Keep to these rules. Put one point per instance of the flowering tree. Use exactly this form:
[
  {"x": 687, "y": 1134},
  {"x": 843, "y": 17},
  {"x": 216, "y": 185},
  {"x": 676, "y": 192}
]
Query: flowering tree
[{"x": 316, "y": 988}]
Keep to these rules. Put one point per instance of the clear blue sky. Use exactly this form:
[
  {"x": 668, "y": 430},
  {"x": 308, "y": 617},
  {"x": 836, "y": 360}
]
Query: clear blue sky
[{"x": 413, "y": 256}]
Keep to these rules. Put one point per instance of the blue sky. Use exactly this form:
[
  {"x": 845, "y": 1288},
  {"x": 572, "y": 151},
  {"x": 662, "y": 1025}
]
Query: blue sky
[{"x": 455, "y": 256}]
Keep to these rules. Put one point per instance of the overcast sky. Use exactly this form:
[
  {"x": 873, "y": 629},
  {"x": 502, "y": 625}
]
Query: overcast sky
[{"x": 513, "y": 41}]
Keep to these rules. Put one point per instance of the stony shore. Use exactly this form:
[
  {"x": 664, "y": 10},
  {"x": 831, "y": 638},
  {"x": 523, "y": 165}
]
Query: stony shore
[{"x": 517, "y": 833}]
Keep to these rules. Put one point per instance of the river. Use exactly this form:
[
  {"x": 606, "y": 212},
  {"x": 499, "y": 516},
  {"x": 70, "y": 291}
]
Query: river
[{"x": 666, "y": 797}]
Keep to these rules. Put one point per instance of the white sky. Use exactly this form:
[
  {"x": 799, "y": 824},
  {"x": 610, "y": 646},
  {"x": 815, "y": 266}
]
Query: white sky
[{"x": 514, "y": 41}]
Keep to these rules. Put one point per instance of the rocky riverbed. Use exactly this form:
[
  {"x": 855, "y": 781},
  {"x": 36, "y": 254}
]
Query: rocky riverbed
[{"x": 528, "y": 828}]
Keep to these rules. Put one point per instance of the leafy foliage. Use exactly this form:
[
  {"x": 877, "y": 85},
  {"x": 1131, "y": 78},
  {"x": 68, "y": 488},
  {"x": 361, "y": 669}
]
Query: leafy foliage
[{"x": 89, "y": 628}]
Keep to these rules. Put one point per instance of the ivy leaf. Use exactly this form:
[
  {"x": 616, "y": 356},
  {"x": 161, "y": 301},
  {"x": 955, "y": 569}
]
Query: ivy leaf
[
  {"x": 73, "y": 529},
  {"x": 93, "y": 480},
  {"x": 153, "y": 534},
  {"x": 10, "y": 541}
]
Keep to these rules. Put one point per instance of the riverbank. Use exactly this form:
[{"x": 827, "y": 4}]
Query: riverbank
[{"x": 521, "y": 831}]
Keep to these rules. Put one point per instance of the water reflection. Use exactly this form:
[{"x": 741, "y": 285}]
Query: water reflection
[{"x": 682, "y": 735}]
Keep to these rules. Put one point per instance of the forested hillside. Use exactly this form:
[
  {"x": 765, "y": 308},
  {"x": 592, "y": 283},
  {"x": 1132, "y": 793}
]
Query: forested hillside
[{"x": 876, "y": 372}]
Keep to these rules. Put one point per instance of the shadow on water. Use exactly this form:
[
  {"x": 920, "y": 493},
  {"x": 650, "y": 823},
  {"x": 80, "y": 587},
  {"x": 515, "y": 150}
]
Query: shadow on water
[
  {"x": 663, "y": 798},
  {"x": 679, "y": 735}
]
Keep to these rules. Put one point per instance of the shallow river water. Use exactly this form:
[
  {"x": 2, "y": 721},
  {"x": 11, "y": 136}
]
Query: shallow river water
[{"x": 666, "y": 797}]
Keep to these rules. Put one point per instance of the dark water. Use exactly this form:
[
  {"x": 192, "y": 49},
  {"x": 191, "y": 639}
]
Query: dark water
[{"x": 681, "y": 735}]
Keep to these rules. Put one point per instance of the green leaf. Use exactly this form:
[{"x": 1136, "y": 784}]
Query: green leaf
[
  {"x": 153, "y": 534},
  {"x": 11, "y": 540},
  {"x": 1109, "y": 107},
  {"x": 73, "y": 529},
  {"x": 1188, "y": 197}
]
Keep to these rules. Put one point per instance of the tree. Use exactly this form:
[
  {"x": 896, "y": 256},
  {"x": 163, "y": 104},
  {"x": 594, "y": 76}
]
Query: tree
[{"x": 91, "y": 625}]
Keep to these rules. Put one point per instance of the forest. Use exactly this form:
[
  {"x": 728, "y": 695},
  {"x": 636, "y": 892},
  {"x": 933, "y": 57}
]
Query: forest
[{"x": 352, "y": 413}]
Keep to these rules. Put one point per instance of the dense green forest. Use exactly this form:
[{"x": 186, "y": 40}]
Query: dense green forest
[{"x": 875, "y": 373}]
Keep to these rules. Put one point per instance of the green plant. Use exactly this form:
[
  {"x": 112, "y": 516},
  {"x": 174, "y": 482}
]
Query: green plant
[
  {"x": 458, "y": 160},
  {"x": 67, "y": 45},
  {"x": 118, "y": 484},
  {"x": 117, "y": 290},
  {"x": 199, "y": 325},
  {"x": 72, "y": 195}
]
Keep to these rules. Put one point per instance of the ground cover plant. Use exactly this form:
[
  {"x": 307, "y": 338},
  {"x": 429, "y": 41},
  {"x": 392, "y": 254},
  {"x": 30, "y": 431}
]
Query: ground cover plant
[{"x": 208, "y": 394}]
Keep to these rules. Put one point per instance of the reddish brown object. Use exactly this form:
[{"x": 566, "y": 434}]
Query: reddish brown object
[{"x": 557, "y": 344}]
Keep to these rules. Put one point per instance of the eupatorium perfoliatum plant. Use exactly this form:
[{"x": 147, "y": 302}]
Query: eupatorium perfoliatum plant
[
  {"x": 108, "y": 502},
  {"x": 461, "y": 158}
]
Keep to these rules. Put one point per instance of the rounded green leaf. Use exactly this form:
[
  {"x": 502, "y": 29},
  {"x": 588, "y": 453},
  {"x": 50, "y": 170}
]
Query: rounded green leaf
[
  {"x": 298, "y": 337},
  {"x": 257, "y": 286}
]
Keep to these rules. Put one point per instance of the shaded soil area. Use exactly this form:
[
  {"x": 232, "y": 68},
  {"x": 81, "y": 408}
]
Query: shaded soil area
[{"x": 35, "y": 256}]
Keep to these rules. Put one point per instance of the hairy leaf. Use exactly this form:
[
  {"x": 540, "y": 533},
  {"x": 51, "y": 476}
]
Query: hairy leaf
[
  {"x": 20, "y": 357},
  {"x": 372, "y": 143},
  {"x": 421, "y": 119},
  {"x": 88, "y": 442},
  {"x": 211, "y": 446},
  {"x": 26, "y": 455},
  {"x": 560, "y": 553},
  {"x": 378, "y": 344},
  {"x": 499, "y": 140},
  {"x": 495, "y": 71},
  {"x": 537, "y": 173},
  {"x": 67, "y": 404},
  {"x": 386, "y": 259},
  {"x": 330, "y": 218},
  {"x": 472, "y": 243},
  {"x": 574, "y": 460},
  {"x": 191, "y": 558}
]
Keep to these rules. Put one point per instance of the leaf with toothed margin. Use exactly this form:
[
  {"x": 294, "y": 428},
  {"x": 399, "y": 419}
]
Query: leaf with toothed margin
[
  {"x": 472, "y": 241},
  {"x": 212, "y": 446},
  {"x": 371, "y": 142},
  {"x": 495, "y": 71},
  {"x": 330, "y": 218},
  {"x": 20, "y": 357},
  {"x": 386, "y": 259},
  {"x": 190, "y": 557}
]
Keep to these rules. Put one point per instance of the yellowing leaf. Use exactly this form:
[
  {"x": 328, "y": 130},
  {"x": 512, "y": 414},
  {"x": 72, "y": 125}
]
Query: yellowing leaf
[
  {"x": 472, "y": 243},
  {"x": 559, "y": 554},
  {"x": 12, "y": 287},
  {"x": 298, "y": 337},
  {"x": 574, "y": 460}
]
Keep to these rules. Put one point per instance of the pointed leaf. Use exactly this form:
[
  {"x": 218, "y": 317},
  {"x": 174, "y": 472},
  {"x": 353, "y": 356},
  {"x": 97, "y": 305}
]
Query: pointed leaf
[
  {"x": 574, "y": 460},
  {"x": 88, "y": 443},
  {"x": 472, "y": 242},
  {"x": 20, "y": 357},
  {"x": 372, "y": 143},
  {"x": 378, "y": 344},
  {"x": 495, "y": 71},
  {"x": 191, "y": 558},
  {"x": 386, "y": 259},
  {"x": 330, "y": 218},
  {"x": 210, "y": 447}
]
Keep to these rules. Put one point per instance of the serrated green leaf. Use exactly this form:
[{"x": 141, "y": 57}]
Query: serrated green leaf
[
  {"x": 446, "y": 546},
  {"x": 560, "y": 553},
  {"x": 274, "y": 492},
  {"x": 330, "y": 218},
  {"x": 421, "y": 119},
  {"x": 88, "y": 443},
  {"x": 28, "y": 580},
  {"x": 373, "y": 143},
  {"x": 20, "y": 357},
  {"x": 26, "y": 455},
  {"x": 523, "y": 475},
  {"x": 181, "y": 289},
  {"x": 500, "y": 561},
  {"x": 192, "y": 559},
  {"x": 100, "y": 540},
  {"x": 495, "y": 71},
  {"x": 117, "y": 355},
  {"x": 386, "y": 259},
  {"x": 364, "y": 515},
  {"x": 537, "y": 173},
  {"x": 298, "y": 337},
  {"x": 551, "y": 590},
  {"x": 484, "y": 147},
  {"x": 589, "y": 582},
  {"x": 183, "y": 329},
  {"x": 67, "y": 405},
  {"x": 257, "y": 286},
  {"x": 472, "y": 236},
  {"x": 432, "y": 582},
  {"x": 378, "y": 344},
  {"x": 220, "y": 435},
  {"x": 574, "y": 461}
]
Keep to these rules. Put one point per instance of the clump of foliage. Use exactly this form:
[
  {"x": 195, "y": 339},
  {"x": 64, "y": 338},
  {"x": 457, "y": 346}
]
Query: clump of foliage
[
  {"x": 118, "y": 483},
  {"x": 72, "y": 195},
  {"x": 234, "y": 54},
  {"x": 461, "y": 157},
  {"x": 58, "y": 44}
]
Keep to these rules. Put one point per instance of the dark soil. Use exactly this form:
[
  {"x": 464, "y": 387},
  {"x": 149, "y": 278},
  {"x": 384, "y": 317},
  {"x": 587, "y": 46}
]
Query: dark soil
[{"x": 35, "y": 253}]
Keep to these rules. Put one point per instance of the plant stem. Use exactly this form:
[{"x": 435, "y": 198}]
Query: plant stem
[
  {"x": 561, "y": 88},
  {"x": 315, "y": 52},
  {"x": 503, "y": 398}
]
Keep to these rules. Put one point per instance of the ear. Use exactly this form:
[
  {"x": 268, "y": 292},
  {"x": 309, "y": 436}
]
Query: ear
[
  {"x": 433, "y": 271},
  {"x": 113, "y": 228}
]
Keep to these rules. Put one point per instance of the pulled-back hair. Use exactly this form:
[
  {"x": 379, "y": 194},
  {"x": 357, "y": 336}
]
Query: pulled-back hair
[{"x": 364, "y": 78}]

· · · ·

PROBLEM TO SOLVE →
Only the lines from the one containing "the dark soil." to the end of the listing belong in the output, each reproduced exactly.

CORRECT RESPONSE →
Keep to these rules. Put one point per instance of the dark soil. Use exactly this form:
[
  {"x": 464, "y": 387},
  {"x": 149, "y": 278},
  {"x": 384, "y": 317},
  {"x": 587, "y": 46}
]
Query: dark soil
[{"x": 35, "y": 253}]
Keep to these rules. Put one point per instance of the plant stem. Use exactly this form:
[{"x": 435, "y": 198}]
Query: plant stem
[
  {"x": 561, "y": 88},
  {"x": 315, "y": 52},
  {"x": 503, "y": 398}
]
Keep to these rules. Put one point per instance of the ear. Use exactly this form:
[
  {"x": 268, "y": 292},
  {"x": 309, "y": 436}
]
Query: ear
[
  {"x": 433, "y": 271},
  {"x": 113, "y": 228}
]
Keep to these rules. Put one point per instance of the pulled-back hair. Use exactly this form:
[
  {"x": 379, "y": 194},
  {"x": 357, "y": 336}
]
Query: pulled-back hair
[{"x": 364, "y": 78}]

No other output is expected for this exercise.